** Opening STUDY TEXT block **

What is your family tension saying to you?
What do you do when you are faced with a family blowup? And by blow up, I mean one of those moments were you start to feel like the universe is spinning out of control with you at the center of it. All of a sudden words are being expressed that seem to heat up the air around you and mysteriously seem to be sucking the air right out of you. Your emotional alarms are going off, but somehow running away from the fire just isn’t quite an option.
We all know what conflict feels like. Whether you are fifteen or fifty, you live in relationships. Relationships are complicated and force personalities to blend harmoniously with work and attention. There are no strangers to this roller coaster of progress and regression. Sometimes working on a relationship can be done with ease and comfort. Other times it can become a whirlwind of dysfunction.
Dysfunction in a relationship can feel like a sickness. It is disorienting in that it causes you to question your own participation, fault, and contribution. It is exhausting as every bit of your energy seems to be filtered through the basic need of survival. Dysfunction often plays games of hot and cold leaving you reacting to circumstances. And worst of all, unlike physical sickness that can often provoke a sense of community as others tend to your comfort, family dysfunction can often leave you emotionally bankrupt with feelings of being isolated, rejected, and abandoned.

** Closing STUDY TEXT block **
** Opening SUPPLIED MATERIAL block **

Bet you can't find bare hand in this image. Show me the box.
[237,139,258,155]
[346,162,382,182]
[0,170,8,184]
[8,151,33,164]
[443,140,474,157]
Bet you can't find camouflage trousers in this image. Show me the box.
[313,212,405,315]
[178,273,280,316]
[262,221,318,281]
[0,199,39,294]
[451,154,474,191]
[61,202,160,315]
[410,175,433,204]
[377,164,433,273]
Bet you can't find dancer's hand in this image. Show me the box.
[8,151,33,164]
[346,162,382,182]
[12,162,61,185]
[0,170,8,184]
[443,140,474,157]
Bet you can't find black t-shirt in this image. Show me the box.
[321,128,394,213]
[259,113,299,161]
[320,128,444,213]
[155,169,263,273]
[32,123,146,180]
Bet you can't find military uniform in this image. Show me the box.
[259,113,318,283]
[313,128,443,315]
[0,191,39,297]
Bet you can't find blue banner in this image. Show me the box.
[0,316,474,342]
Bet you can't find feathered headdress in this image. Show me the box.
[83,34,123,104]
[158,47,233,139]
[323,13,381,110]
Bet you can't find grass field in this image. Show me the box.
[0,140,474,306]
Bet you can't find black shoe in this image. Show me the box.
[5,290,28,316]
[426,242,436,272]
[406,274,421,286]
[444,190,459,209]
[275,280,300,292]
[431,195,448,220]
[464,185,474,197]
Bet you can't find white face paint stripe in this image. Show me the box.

** Closing SUPPLIED MATERIAL block **

**EXPLORE THE MATERIAL**
[1] In the family tension text, what feelings does family dysfunction often leave a person with, unlike physical sickness?
[2] Write the next part of the family tension text, beginning after its final sentence.
The records play no part in this work.

**EXERCISE RESPONSES**
[1] It can leave a person emotionally bankrupt, feeling isolated, rejected, and abandoned.

[2]
So what do you do when your family sickness all of a sudden becomes highlighted by tension?
It takes enormous motivation, courage, and perseverance for a family to work itself out of its unhealthy state and to develop something new that will work better for everyone.
To deal with the dysfunction in a family is not only to deal with whatever the problem is (e.g., father’s drinking, mother’s temper, the child’s truancy, etc.), but also to deal with an intricate system of illusions and myths that the family relies on to keep it whole.
Here are a few actions to consider when you find yourself in the midst of a tumultuous family situation:
Don’t spend your time focusing on criticizing your family. Take a step back and try to identify the forces that keep your family stuck. It might not be the most obvious presenting problem.
Take the time to become aware. Reflect on your own health and functioning. How are you participating in the family dynamic? Why do you respond this way? Are you a protector, a provoker, or a procrastinator? What needs are you trying to get met or neglecting for the sake of another member? In reflecting, take the time to be honest with yourself without judging. Chances are judging yourself or others is a part of being stuck.
Seek out information about yourself like you would for a research paper. If you truly don’t know why you react the way you do or how you contribute to your family, seek out healthy/stable individuals you can discover more insight from.
Identify the things that fit your life story. Take notes about how you view relationships. What are appropriate interactions in your eyes? What is your belief system? What assumptions do you have and what perceptions are you clinging to? Are you okay with these assumptions? Are you willing to live with them? What would you lose if you let go of these beliefs?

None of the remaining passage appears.